*QUESTIONS TO ANSWER:*
#1 Summarize the passage on RevTwo and AI in two sentences.
#2 Answer these questions from the passage on RevTwo and AI.
(a) What does the speaker like to call the expertise RevTwo sets out to replicate?
(b) Which first-generation IoT platforms are named besides Axeda?
(c) In which two areas does AI promise to change how IoT data can be leveraged?
#3 Please carry on the passage on RevTwo and AI from its last sentence.

*EXTRACT TO READ:*

The trend that’s hitting now which I think is equivalent to the Internet, is AI. And so, what RevTwo is about is replicating the expertise, I like to call it ‘Know how’, of all those humans, but doing it in a way that can become a sustainable resource for the company, so doing it in an AI way. The thing that’s really innovative about AI versus how we’ve done things in the past, and even how we did things with a system like Axeda, if you look at the first generation of IoT platforms, the Axeda’s, and the ThingWorx and guys like that, we tried to present information to people, so we would move the data, present it to people, and let people do things to it that are interesting. 

The reason you present something to a human, because the human brain is pretty fabulous, they can do damn near anything, it learns from its mistakes, it can make leaps of logic from information that it sees to take meaningful action, it’s got a certain flexibility to it that program solutions do not. When you program something, that rigidity is oftentimes an impediment to a company getting its job done. A lot of times its useful, but in situations where expertise is valuable it’s pretty much an impediment. So, the benefit of AI is, AI represents a problem-solving technique that is a lot more fluid than anything we’ve had at our disposal in the past, and we’re able to take information, make decisions, and then learn from the activity of those decisions and update our criteria so that we make new decisions next time. That really promises to change the game on how IoT data can be leveraged, in both manufacturing and in wide area support and service operations.

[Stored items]
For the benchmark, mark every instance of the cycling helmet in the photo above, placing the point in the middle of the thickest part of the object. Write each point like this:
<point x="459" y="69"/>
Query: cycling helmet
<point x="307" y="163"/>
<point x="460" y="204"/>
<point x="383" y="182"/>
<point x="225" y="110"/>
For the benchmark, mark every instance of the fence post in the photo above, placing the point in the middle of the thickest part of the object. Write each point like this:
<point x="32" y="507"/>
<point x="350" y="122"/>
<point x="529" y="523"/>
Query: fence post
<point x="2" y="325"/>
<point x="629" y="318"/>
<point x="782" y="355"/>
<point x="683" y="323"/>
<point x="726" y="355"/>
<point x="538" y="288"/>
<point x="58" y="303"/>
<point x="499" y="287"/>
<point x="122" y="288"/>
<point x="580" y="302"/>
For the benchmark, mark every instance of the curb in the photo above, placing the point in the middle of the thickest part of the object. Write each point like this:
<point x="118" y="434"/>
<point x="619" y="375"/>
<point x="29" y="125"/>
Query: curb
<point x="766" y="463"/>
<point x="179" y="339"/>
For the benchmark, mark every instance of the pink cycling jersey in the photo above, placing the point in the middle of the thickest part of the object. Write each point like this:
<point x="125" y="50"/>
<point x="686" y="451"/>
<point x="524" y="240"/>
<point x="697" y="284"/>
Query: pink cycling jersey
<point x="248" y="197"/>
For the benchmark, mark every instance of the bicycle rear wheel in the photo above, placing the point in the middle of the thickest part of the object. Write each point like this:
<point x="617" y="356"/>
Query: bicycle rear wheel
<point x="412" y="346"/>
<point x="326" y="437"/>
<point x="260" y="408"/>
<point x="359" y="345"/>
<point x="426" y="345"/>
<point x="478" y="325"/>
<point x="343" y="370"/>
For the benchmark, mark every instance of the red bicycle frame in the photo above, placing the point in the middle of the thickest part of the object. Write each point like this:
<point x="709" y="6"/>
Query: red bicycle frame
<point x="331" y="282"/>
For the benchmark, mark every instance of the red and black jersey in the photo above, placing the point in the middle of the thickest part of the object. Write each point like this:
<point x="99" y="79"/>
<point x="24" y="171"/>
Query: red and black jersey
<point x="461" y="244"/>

*TASK ANSWERS:*
#1 AI is described as a trend equivalent to the Internet, and RevTwo aims to replicate human expertise, or "know how," as a sustainable company resource by doing it in an AI way. First-generation IoT platforms such as Axeda and ThingWorx presented data to flexible human minds because programmed solutions are rigid, but AI offers a more fluid way to make decisions and learn from them, which promises to change how IoT data is used in manufacturing and in support and service operations.

#2
(a) "Know how"
(b) ThingWorx
(c) Manufacturing, and wide area support and service operations

#3
So, that’s really where we’ve taken RevTwo, we’ve invented a new technology, much like we did when we invented IoT, we invented a way to take what I consider now an available resource of IoT information, and then use it to make choices that can learn from the act of their choices, and to then apply action in a more automated way. So, RevTwo is about taking the know-how that your humans have and automating it from the decision-process all the way through to the action activity. We want to be able to capture that know-how and operationalize it in a way that doesn’t require people, because the people aren’t going to be there in 10-years, we need to be able to do this in an automated way. 

 

It’s also the problem of support, product support and service as well, that is a big pain point, can you talk a little bit about how you’ve looked at that, it is a business opportunity in a sense, but how the industry has looked at it, and currently where there are inefficiencies that can certainly be addressed. It’s horrifically difficult to get support on a lot of products, and it would seem that this is a market that’s right for some real new ways of looking at the problem. 

There was a recent study and I can get this for your comments later, where it came from. It was a recent study on support, and I think 60 to 70 percent of people would rather scrub a toilet than engage in a support interaction! 

 

Well not as bad as going to the dentist, but that’s pretty bad! 

You look at that and the thing I always think about, no one wakes up wanting to give bad support or to do things in a bad way, but yet they do. Part of the reason they do is because all of these support systems were designed from the optic of the agent, they’re designed from the call-center down. They’re designed to optimize the call-center and to process business, it doesn’t have to be a human interaction, it could be a business-to-business transaction, to process these things in somewhat of a factory orientation. You get level 1 where you do basic triage, into level 2 where you’re trying to get the stupid questions out of the way, and then level 3 where you really put the pedal to the metal, and you get someone who knows what they’re doing. But you have to go through a company’s line of defenses first. That’s a frustrating, time-consuming, expensive process.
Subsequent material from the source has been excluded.